Given passage ▸

Last week, Bloomberg’s Duane Stanford covered the “race” among food scientists worldwide — “in biotech labs from California and New Jersey to Denmark” — to formulate a diet soft drink that “tastes like the real thing, but doesn’t contain sweeteners that spook consumers,” as the subhed put it.

A 12-ounce serving of regular soda, sweetened with sugar or high-fructose corn syrup, “has 140 calories or more, as much as three Oreo cookies. But soda makers must tread softly when changing sweeteners, because they also help provide what food chemists call mouth-feel — the liquid’s sensation on the tongue and in the back of the throat,” Stanford wrote.

Stevia, a plant native to South America, has been a favorite contender in recent years — it accounted for 11.4% of the global sweetener market last year — but too much of it can leave a licorice-like aftertaste. The labs all have a slightly different take on cost-effective, sustainable and — most of all — palatable solutions, according to Stanford’s reporting. 

Ad Age’s E.J. Schultz reminds us that “some analysts” saw Pepsi’s yielding of the No. 2 spot to Diet Coke in 2010 as an indictment of Pepsi's marketing — particularly the Refresh Project that “rolled out in early 2010 and was marked by investments in community-building projects” and even saw Pepsi shunning the Super Bowl.

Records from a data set
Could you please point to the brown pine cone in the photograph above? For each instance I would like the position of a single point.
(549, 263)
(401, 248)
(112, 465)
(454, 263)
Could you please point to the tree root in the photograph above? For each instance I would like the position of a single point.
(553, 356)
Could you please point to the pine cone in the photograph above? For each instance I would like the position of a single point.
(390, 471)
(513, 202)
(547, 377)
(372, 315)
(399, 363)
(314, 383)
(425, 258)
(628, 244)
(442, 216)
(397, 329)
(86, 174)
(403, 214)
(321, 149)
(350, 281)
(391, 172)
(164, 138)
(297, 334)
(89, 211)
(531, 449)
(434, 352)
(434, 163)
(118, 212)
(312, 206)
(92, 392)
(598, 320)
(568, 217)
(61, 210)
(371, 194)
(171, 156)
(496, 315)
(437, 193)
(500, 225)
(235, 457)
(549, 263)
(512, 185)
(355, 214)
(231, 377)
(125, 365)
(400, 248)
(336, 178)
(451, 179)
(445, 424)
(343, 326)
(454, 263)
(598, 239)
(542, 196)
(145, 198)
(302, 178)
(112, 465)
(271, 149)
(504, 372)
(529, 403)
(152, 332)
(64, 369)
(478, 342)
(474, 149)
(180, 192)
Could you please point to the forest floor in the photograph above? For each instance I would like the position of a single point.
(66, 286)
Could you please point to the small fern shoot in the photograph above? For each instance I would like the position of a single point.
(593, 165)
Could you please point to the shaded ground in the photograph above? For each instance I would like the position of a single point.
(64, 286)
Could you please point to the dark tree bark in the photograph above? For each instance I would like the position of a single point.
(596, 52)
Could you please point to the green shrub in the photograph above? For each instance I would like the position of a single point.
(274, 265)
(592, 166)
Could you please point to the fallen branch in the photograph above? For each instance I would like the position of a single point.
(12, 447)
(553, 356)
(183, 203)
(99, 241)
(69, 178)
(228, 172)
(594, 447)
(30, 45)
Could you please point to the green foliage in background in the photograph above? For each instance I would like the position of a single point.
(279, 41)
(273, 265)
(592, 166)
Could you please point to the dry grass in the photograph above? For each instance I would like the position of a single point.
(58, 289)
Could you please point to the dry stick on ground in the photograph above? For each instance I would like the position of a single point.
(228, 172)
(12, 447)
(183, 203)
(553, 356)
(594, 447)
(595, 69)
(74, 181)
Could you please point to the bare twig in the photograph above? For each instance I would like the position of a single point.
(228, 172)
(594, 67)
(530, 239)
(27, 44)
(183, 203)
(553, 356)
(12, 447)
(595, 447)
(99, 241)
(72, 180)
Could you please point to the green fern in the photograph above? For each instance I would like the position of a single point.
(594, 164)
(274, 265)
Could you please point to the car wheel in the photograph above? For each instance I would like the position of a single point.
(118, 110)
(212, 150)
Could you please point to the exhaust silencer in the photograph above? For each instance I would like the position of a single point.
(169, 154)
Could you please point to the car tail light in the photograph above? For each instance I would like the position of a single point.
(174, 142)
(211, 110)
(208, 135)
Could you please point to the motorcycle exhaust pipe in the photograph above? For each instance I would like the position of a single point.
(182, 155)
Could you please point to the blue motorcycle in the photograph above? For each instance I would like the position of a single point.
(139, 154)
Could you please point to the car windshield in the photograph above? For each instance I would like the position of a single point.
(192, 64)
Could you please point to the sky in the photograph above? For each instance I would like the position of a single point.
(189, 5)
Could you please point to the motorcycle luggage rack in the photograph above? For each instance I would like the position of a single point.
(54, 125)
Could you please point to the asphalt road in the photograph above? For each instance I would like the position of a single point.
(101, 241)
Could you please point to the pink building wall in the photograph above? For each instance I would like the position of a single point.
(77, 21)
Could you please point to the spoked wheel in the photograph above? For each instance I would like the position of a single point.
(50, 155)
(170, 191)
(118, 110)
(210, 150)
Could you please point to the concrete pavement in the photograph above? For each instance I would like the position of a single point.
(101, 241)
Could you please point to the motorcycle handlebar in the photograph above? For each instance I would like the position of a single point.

Objective ▸ Extend the passage about the search for a better diet soda sweetener, picking up right after its final sentence.

Solved problem ▸
But, Schultz reports, “Pepsi has since returned to its glitzy marketing ways, including recent sponsorships of Super Bowl halftime shows,”  while allowing that the new results “might have less to do with marketing and more to do with taste preferences and a gravitation by consumers to ingredients that carry a natural image.”

When it’s all added up, “sales of carbonated soft drinks slid for the tenth straight year,” reports John Kell in Fortune, and “volume has now settled to levels last seen in the mid-1990s … as consumers increasingly turn to juices, flavored waters, and other beverage options they deem healthier.”

Water and other non-carbonated beverages, in fact, had a 1.7% increase in volume after a 1.6% drop in 2013, according to a graph on Statista. Private label water brands lead the non-carbonated water market, with about $1.9 billion in sales last year, compared to $.92 billion for No. 2 Dasani, which is owned by Coca-Cola.

Figures were not available for tap water, but indications are that it is mounting a stealthy comeback of its own, with and without filters.